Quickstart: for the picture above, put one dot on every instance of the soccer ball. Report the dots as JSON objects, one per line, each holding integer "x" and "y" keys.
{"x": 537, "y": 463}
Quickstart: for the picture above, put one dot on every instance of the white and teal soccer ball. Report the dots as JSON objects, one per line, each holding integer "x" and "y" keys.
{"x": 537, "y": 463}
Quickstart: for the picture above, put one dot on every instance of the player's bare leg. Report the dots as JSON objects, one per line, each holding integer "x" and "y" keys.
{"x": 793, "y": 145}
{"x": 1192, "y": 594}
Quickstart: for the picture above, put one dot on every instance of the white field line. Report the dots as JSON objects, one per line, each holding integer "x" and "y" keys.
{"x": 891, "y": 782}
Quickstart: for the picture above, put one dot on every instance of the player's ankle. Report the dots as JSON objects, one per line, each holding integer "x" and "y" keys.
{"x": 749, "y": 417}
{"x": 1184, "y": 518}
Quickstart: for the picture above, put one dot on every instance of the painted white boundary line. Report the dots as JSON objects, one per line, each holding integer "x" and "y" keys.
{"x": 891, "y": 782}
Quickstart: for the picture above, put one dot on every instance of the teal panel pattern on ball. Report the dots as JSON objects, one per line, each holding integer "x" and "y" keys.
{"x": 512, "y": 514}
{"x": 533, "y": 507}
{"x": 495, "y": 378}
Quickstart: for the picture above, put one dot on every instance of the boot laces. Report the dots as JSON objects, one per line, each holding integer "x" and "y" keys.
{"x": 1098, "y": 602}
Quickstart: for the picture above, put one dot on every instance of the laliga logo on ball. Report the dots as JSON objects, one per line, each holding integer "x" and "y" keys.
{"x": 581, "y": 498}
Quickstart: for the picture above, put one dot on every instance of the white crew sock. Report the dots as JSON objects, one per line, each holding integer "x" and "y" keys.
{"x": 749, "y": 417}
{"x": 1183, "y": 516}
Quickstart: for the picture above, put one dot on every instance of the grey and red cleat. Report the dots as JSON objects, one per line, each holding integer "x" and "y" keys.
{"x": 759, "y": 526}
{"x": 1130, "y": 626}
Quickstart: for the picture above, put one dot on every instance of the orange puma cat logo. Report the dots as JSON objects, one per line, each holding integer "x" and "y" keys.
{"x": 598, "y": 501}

========================

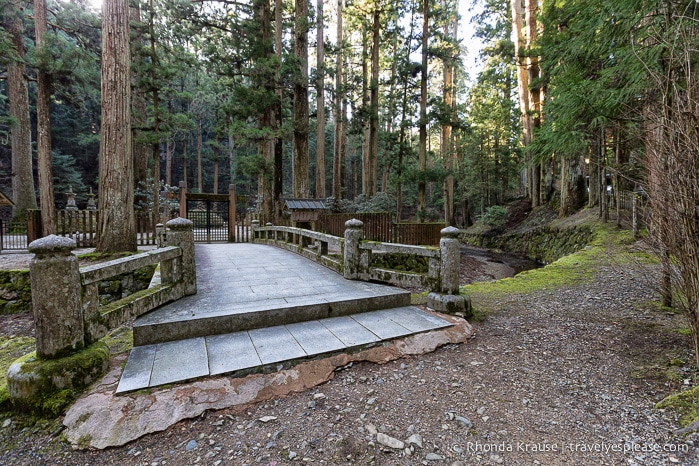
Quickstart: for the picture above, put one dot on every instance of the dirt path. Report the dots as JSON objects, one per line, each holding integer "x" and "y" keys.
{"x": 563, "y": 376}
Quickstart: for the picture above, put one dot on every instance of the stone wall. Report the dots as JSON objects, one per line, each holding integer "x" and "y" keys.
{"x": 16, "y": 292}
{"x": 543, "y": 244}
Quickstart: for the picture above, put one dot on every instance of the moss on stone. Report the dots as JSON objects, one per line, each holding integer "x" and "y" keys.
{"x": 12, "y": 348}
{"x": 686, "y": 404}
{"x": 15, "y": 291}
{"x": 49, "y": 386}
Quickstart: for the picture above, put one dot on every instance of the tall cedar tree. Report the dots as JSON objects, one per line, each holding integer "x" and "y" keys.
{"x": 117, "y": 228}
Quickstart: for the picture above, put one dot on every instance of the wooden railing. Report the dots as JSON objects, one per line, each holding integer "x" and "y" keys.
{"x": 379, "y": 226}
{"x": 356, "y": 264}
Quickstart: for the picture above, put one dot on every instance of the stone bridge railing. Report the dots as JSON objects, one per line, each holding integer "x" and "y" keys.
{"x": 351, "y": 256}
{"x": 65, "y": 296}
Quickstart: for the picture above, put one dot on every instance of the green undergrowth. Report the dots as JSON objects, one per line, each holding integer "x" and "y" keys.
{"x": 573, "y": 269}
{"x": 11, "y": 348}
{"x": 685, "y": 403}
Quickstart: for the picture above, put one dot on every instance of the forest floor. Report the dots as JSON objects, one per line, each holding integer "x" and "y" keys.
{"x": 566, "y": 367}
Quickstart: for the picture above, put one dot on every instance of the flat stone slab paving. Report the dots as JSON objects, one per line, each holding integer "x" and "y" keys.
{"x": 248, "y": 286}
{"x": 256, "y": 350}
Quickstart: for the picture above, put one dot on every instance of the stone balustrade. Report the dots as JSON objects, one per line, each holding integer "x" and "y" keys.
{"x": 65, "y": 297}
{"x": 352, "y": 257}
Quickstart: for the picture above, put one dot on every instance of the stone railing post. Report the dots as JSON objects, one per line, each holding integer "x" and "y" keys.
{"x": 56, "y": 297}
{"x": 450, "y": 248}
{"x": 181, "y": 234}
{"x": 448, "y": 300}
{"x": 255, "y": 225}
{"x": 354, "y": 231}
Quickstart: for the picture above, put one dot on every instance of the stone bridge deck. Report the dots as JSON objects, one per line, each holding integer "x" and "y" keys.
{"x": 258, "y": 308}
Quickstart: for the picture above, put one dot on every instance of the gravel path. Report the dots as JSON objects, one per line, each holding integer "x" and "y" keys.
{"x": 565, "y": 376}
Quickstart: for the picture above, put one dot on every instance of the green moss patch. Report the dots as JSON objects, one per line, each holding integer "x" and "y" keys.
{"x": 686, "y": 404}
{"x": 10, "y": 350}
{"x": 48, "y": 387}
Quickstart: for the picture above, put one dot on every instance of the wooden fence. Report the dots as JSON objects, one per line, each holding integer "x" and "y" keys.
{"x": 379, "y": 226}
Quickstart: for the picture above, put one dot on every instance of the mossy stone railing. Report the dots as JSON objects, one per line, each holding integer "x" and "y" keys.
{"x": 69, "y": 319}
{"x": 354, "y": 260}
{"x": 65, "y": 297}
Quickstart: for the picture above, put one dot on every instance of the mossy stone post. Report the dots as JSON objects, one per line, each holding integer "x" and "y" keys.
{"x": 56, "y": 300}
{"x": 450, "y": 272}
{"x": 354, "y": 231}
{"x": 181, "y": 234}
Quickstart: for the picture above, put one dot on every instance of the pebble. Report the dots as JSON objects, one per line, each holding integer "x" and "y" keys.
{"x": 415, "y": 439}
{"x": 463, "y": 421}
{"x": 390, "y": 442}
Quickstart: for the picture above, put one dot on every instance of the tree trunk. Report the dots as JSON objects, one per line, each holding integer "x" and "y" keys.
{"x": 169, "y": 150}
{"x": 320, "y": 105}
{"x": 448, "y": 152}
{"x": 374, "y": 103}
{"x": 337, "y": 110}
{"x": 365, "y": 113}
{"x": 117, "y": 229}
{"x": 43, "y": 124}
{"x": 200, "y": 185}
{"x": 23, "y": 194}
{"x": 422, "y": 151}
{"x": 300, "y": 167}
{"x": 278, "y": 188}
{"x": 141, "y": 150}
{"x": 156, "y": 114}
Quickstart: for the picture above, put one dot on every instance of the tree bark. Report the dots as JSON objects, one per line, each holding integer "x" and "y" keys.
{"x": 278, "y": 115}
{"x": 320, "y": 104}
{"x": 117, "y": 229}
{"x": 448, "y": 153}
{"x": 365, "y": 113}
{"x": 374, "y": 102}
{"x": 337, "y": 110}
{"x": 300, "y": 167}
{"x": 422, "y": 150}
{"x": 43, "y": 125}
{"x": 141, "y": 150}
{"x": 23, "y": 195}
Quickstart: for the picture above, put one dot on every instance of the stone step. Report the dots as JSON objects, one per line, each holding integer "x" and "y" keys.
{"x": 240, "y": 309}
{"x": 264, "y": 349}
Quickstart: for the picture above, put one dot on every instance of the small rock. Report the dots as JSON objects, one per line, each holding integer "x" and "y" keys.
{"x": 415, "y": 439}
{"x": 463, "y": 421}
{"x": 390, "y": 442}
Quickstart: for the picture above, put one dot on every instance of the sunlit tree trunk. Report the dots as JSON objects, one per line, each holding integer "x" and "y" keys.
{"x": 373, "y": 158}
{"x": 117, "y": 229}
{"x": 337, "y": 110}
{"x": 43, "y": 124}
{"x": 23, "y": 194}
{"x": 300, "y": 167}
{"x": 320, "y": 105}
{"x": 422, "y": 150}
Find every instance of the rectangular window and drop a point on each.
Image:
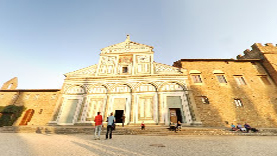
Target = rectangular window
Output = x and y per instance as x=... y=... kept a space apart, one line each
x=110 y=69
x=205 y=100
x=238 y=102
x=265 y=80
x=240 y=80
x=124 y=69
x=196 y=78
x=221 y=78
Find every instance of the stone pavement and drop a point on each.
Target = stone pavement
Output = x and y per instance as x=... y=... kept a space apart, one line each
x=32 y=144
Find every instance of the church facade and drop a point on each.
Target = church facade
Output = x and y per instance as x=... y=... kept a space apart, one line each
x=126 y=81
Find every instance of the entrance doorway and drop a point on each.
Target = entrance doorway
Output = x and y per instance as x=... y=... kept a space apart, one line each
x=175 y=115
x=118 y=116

========================

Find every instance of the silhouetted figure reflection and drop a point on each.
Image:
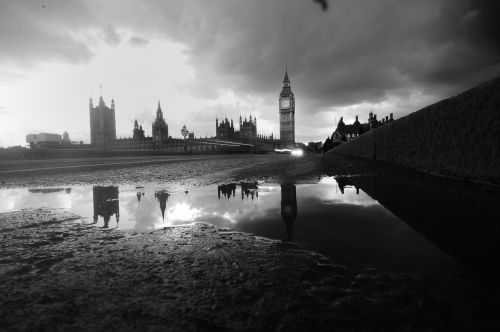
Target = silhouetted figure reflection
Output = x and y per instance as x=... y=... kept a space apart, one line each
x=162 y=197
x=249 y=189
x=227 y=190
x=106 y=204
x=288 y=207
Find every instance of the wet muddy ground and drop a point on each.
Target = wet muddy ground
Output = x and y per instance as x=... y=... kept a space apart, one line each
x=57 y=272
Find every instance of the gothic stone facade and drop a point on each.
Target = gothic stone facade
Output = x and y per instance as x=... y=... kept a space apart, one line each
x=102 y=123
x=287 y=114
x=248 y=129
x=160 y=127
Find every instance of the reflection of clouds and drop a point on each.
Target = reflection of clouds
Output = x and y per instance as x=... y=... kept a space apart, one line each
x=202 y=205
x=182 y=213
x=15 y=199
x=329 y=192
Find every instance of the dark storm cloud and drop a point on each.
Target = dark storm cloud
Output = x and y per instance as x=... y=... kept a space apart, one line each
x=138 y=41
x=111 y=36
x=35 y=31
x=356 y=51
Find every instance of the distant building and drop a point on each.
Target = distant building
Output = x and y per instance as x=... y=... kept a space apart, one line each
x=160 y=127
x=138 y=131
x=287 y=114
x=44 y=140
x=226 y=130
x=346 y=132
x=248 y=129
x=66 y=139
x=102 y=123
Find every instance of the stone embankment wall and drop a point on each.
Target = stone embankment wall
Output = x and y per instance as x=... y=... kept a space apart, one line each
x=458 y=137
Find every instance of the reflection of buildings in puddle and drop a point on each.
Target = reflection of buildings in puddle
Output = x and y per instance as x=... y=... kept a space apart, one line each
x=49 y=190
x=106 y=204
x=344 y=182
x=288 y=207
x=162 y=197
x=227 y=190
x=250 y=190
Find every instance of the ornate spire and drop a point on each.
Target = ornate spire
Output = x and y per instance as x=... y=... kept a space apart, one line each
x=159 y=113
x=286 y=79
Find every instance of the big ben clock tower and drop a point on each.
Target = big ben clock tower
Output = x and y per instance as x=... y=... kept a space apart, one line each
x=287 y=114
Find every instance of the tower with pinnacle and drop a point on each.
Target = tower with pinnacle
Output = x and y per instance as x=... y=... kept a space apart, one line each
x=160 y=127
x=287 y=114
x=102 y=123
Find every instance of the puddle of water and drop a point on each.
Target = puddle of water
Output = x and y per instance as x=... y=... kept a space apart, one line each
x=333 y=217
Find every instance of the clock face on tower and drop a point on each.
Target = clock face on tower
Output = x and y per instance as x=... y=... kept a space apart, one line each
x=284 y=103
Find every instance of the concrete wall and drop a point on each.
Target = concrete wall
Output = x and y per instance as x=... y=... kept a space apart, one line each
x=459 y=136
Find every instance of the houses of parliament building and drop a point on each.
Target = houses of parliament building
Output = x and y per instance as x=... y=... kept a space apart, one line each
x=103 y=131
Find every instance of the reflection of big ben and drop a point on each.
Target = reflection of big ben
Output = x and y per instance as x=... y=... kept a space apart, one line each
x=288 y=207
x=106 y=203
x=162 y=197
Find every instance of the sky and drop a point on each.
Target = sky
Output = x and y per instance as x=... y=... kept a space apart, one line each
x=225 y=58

========================

[Aim of the task]: Search the records above for the string "silhouetted". Copy every line that contains it.

[Solution]:
Find every instance of the silhouetted figure reflection and drop a point on each.
Target = silhouetted figure reflection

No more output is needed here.